** Start of TEXT **

For perhaps the first time in his collegiate career, Petersen found himself simply outmatched. The Spartan dragged the Badger across the mat for four minutes, before finally finishing him off with a second round pin.
Woodin proved to be a steamroller. He went on to the 191-pound final, losing a 9-5 decision to Art Baker of Syracuse. Woodin went 4-1 at nationals, winning three of his matches by pin. Petersen dropped to the consolation bracket and faced Woodin's first opponent, Oklahoma's Campbell.
Campbell kept the upper hand in a close match and Petersen's chance to become Pacific's first national champion, their first All-American, was zeroed in just two matches.
To this day, the sting of Petersen's 3-1 loss to Campbell still hurts.

** End of TEXT **
** Start of RECORDS SUPPLIED **

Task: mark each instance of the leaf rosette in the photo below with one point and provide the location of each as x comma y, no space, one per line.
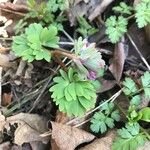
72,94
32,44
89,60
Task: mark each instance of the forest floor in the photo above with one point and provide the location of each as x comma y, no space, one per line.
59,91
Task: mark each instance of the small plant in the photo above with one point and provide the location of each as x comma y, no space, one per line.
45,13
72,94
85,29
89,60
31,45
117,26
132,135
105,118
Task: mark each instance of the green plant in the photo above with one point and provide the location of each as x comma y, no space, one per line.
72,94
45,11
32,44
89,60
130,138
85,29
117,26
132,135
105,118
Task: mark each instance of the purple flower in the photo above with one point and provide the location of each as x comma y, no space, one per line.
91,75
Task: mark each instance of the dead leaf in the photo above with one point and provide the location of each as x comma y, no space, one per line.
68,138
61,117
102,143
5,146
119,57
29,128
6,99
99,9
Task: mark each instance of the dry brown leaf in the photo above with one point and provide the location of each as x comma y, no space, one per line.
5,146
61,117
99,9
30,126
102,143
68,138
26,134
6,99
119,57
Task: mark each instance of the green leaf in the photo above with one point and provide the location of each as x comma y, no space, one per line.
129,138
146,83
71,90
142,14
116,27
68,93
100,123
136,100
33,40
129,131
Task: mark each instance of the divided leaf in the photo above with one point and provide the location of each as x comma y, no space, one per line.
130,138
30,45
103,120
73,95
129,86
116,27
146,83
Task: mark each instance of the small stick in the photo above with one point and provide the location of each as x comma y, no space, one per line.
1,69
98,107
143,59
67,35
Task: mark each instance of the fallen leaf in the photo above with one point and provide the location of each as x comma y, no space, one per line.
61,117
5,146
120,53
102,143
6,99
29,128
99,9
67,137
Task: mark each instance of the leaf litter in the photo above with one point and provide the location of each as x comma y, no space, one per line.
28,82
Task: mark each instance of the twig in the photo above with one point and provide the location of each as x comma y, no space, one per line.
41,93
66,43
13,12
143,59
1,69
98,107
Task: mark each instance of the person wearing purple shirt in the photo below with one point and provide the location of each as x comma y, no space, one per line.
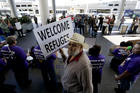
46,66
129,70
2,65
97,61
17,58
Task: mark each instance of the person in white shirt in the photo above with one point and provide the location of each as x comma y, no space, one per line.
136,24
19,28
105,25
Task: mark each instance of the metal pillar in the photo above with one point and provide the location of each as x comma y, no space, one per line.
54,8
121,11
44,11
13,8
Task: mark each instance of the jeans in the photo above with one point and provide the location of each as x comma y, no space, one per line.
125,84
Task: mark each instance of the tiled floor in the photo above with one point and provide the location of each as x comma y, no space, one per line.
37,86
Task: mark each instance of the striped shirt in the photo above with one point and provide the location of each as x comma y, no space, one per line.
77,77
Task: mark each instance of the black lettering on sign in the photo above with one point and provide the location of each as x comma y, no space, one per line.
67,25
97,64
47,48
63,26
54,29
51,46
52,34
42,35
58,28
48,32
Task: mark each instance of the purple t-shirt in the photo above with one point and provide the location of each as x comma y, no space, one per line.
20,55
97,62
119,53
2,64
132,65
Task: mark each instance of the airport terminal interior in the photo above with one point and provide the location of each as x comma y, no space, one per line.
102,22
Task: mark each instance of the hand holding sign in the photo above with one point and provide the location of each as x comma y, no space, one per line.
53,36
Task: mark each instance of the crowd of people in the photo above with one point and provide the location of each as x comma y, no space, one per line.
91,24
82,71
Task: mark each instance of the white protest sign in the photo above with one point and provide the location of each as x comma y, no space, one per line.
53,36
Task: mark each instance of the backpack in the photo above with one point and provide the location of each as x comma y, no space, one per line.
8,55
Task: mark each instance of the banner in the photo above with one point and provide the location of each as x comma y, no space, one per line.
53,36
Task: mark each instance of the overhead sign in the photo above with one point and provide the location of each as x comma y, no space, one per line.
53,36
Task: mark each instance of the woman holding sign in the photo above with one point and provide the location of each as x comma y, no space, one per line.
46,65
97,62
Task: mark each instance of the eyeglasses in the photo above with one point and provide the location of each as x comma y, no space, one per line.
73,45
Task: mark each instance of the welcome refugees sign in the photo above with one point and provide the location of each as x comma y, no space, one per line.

** End of RECORDS SUPPLIED **

* [WORK INSTRUCTIONS]: Pick up the account of Petersen's wrestling at nationals and continue it from its final sentence. The lines are separate material and have no connection to the account of Petersen's wrestling.

* [OUTPUT FOR THIS EXERCISE]:
'I almost beat the guy,' Petersen said. 'That's what really makes me mad when I think back on it. I was ahead of him and then I lost the match.'
Petersen never had another chance to make good for that close loss. Once again in 1960, Pacific did not compete at the NAIA regional. Petersen went to the Pacific Coast Tournament that year, but for the first time failed to win his bracket, placing third at 191 pounds.
THE FIRST, BUT
NOT THE LAST
Petersen's Pacific Coast championships and his trip to the NCAA Championships were firsts for Pacific and its toddling wrestling program. They are firsts that Petersen was not certain would ever be repeated.
'I never thought it would turn into the program it has,' said Petersen, who is now retired in Tillamook after a long career teaching and coaching at Tillamook, Sherwood and Jefferson High Schools.
Pacific wrestling lingered in relative obscurity after Petersen's departure for Tillamook in 1960 until the arrival of coach Mike Clock in 1968. Clock wrestled at Lewis and Clark during Petersen's era, and has since led the Boxers to 16 straight Northwest Conference championships and multiple NAIA National Tournament appearances.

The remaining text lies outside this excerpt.